→ **THE PROBLEM**: The entries below should be transcribed in their entirety, exactly as written.

◇ ◇ ◇ ◇

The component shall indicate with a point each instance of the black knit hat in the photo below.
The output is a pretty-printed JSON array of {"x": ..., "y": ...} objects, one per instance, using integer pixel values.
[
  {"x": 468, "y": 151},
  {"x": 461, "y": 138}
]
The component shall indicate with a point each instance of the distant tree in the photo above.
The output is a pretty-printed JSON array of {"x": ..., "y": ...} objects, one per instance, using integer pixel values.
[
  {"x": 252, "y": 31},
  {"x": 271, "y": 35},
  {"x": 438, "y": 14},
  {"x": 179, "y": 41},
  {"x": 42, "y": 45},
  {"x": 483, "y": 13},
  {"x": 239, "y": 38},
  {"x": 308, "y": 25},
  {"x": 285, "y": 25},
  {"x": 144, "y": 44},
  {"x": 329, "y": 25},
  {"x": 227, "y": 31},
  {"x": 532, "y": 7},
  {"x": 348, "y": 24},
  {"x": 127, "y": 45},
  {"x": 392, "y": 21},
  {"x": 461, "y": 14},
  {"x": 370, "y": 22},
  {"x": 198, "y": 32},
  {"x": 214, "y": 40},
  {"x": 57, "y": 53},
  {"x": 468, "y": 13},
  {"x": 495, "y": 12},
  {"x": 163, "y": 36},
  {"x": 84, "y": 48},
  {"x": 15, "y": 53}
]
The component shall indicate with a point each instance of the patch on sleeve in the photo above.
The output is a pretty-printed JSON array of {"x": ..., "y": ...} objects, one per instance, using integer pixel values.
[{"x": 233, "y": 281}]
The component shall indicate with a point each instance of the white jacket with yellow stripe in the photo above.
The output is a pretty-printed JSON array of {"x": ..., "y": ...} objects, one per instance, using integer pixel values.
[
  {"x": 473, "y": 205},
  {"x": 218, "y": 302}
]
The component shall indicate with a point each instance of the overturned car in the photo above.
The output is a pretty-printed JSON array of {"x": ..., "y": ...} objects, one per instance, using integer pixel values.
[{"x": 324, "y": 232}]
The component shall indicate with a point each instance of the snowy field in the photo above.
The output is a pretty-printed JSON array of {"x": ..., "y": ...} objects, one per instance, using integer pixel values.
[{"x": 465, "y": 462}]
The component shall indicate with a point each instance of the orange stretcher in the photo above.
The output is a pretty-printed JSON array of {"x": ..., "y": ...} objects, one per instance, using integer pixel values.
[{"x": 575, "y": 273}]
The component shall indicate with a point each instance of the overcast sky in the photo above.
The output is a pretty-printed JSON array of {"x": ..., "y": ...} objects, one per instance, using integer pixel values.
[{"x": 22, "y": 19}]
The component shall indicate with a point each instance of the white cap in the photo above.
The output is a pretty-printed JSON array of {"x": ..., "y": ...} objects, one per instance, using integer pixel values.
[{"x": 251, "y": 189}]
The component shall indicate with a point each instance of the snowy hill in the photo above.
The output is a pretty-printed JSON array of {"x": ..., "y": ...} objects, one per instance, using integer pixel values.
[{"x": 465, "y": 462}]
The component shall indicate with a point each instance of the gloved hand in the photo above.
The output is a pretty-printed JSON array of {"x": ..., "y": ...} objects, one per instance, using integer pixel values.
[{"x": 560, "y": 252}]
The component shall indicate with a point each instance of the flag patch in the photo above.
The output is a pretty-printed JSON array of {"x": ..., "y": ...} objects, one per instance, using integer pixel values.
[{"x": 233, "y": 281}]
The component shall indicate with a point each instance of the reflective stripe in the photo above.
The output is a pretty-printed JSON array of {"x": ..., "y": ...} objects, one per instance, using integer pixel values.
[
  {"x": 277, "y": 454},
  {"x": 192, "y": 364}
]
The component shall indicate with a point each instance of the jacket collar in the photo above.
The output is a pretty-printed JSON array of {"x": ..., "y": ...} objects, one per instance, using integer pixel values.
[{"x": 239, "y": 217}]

◇ ◇ ◇ ◇

→ **FINAL ANSWER**:
The component shall indicate with a point each instance of the black knit hat in the photo below.
The output is a pretty-printed JSON array of {"x": ..., "y": ...} objects, one per instance, using integer pixel values.
[
  {"x": 468, "y": 151},
  {"x": 461, "y": 138}
]
The component shall indicate with a point each instance of the distant tree in the photo above.
The output is a pretty-printed JSON array of {"x": ..., "y": ...} objects, one per instance, using integer pixel values.
[
  {"x": 252, "y": 31},
  {"x": 271, "y": 35},
  {"x": 438, "y": 14},
  {"x": 179, "y": 41},
  {"x": 42, "y": 45},
  {"x": 483, "y": 13},
  {"x": 239, "y": 38},
  {"x": 308, "y": 25},
  {"x": 285, "y": 25},
  {"x": 144, "y": 44},
  {"x": 329, "y": 25},
  {"x": 227, "y": 31},
  {"x": 532, "y": 7},
  {"x": 348, "y": 24},
  {"x": 127, "y": 45},
  {"x": 392, "y": 21},
  {"x": 461, "y": 14},
  {"x": 370, "y": 22},
  {"x": 198, "y": 32},
  {"x": 214, "y": 40},
  {"x": 57, "y": 53},
  {"x": 468, "y": 13},
  {"x": 495, "y": 12},
  {"x": 163, "y": 36},
  {"x": 84, "y": 48},
  {"x": 15, "y": 53}
]
The component shall indicate with a point each instance of the patch on sleeve in the photo above.
The output is a pretty-printed JSON array of {"x": ..., "y": ...} objects, one per instance, using integer pixel values.
[{"x": 233, "y": 281}]
The component shall indicate with a point each instance of the white jacket with yellow stripe in the photo above.
The output is a pretty-printed JSON array of {"x": ..., "y": ...} objects, one per instance, using integer pixel values.
[
  {"x": 473, "y": 205},
  {"x": 218, "y": 302}
]
The component shall indicate with a point each instance of the overturned car in the photo above.
The output is a pretty-printed JSON array of {"x": ..., "y": ...} objects, one per instance, using integer pixel values.
[{"x": 324, "y": 232}]
The component shall indicate with a point each instance of the snowy field in the photo above.
The output is a pretty-printed JSON array of {"x": ..., "y": ...} objects, one per instance, using integer pixel values.
[{"x": 465, "y": 462}]
The component shall indicate with a point each instance of the orange stretcher in the photo above.
The output is a pretty-printed JSON array of {"x": ..., "y": ...} objects, one per instance, using integer pixel values.
[{"x": 575, "y": 273}]
The component shall indicate with a point each instance of the overcast sky in the photo above.
The output is a pretty-printed JSON array of {"x": ..., "y": ...} objects, one per instance, using integer pixel values.
[{"x": 22, "y": 19}]
The component shall indicate with a point each instance of the white cap in the photo above.
The output is a pretty-printed JSON array of {"x": ..., "y": ...} objects, one per instance, using integer pixel values.
[{"x": 251, "y": 189}]
The component shall indicate with a point each instance of the snowy hill in the photo above.
The output is a pretty-printed JSON array of {"x": ..., "y": ...} objects, one per instance, using integer pixel values.
[{"x": 465, "y": 462}]
The component shall indicate with a point each instance of the gloved hand in the photo above.
The output is a pretty-printed JSON array of {"x": ..., "y": ...} objects, one per instance, using integer pixel values.
[{"x": 560, "y": 252}]
The component shall indicate with a point each instance of the flag patch in the photo above.
The output is a pretty-printed JSON array of {"x": ..., "y": ...} objects, one per instance, using integer pixel values.
[{"x": 233, "y": 281}]
The component shall indicate with a point each instance of the reflective stripe in the photo above.
The output is a pretty-printed JSON array of {"x": ..., "y": ...} objects, one per instance, using integer pixel values.
[
  {"x": 277, "y": 454},
  {"x": 192, "y": 364}
]
The component shall indicate with a point each instance of the jacket collar in the photo above.
The output is a pretty-printed JSON array of {"x": ..., "y": ...} objects, one per instance, using integer pixel values.
[{"x": 239, "y": 217}]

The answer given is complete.